*** Opening of AVAILABLE DATA ***
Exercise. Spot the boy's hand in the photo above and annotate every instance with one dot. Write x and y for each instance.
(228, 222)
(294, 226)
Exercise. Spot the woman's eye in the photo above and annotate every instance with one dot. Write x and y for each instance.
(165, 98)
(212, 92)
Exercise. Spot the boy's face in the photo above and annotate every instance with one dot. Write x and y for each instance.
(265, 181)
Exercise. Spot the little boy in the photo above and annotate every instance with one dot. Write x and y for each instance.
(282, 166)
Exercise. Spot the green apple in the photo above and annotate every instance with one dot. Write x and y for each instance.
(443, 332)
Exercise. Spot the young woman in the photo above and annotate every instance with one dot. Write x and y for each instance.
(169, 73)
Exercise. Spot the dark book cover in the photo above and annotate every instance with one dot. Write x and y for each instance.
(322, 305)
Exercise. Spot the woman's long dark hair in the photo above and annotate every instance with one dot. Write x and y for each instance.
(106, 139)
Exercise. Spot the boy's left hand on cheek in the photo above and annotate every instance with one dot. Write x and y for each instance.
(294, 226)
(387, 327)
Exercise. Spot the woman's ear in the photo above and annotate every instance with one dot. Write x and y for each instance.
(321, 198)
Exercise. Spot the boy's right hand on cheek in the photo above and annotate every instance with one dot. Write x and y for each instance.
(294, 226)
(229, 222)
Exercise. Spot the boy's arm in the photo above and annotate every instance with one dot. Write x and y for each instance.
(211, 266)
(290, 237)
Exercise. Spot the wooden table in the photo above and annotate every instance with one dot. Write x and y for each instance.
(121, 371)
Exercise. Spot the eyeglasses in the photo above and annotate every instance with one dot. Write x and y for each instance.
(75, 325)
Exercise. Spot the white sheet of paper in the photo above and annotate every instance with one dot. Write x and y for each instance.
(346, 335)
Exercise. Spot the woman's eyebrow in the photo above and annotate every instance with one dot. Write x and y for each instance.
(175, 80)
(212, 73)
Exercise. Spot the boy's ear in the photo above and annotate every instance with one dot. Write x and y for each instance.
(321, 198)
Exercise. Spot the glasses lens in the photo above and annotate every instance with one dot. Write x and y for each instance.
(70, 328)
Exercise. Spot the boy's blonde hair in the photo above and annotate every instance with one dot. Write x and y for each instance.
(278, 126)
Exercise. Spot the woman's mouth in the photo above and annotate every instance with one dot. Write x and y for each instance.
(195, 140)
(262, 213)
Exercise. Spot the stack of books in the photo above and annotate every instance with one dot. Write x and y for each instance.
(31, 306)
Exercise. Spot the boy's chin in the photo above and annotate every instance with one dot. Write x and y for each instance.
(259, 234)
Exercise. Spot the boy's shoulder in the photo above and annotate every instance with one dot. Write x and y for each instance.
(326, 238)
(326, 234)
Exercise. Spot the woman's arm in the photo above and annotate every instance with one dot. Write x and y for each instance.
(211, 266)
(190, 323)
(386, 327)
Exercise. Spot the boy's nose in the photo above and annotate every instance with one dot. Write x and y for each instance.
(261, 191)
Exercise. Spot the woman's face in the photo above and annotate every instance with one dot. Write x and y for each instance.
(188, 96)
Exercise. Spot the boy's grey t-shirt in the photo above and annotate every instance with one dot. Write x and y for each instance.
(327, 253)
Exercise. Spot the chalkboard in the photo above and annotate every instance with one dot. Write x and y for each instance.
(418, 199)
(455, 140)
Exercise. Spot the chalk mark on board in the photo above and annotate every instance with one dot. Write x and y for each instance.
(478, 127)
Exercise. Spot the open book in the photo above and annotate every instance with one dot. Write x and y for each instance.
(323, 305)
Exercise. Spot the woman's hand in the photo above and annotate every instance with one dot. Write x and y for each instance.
*** Close of AVAILABLE DATA ***
(THE TASK) Output every record above exactly as it appears.

(TASK SOLUTION)
Exercise. Spot the boy's hand in the photo above and annotate every instance with one dot. Write x and y for each instance.
(228, 222)
(294, 226)
Exercise. Spot the woman's eye in the photo above and annotate every instance with one dot. Write x and y for each instance.
(165, 98)
(212, 92)
Exercise. Spot the boy's face in the photo above and annotate every instance with one dot. Write x and y for each instance.
(265, 181)
Exercise. Spot the little boy in the photo above and annotate every instance with one dot. Write x and y for each instance.
(282, 166)
Exercise. Spot the green apple in the photo above and annotate every instance with one dot. Write x and y for each instance.
(443, 332)
Exercise. Spot the young woman in the photo above and annotate every instance with one dot. Write x and y for each instance.
(169, 73)
Exercise. Spot the dark book cover in the photo above and annotate every instance with one dot. Write x and y for each instance.
(322, 305)
Exercise. Spot the woman's long dark hair in the photo above and annotate every instance with one dot. Write x and y for each instance.
(106, 139)
Exercise. Spot the boy's left hand on cheek in the photo above and annotate every instance with one dot. Write x and y for each instance.
(294, 226)
(387, 327)
Exercise. Spot the woman's ear in the photo above and annotate every instance with one dot. Write x and y for each instance.
(321, 198)
Exercise. Spot the boy's right hand on cheek in the photo above and annotate every instance with one dot. Write x and y for each instance.
(294, 226)
(229, 222)
Exercise. Spot the boy's arm in the photo above and annotate every instance with one dot. Write x and y for each instance.
(211, 266)
(290, 237)
Exercise. Spot the wooden table in the photo above and annotate every instance with one dot. Write x and y for each instance.
(121, 371)
Exercise. Spot the eyeglasses in the photo above and annotate every instance with one dot. Write x and y for each instance.
(75, 325)
Exercise. Spot the white sheet of paper in the photo above and annotate every instance with one dot. Write x and y for each instance.
(346, 335)
Exercise. Spot the woman's eyebrow in the photo above and annotate every instance with one dot. Write x and y for each instance.
(175, 80)
(212, 73)
Exercise. Spot the boy's ear in the photo above and annotate every instance with one dot. Write x and y for each instance.
(321, 198)
Exercise. Spot the glasses lens in the photo above and annotate every instance with one dot. Write x and y for each instance.
(70, 328)
Exercise. Spot the boy's blonde hair in the photo above and annotate every instance with one dot. Write x and y for each instance.
(278, 126)
Exercise. Spot the woman's mouth in the photo above and annotate every instance with one dot. Write x and y for each instance.
(195, 140)
(262, 213)
Exercise. Spot the stack of books in the photo above and annotate every instance with one dot. Write x and y for each instance.
(31, 306)
Exercise. Spot the boy's chin in the photo above and annotate every instance with one dot. Write x and y for each instance.
(259, 234)
Exercise. Spot the boy's shoulder in the photo above and annotate every instance with one dot. Write x and y for each instance.
(326, 238)
(326, 234)
Exercise. Spot the woman's arm in the photo above and annotate every instance with one dot. Write x and y for each instance.
(211, 266)
(190, 323)
(386, 327)
Exercise. Spot the boy's nose in the photo above and annotate every instance with one dot. Write x and y for each instance.
(261, 191)
Exercise. Spot the woman's face in the photo above and annotate every instance with one dot. Write x and y for each instance.
(188, 96)
Exercise. Spot the boy's grey t-shirt in the photo above and annotate every instance with one dot. Write x and y for each instance.
(327, 253)
Exercise. Spot the chalkboard in the photo above and annotate every instance with one dot. Write x and y for each instance.
(418, 199)
(455, 140)
Exercise. Spot the chalk mark on board in the photo above and annotate every instance with one dot. Write x and y for each instance.
(478, 127)
Exercise. Spot the open book in the photo above and annotate every instance with one dot. Write x and y for each instance.
(323, 305)
Exercise. Spot the woman's hand in the photo above and annotate every instance with one dot. Write x and y for each instance.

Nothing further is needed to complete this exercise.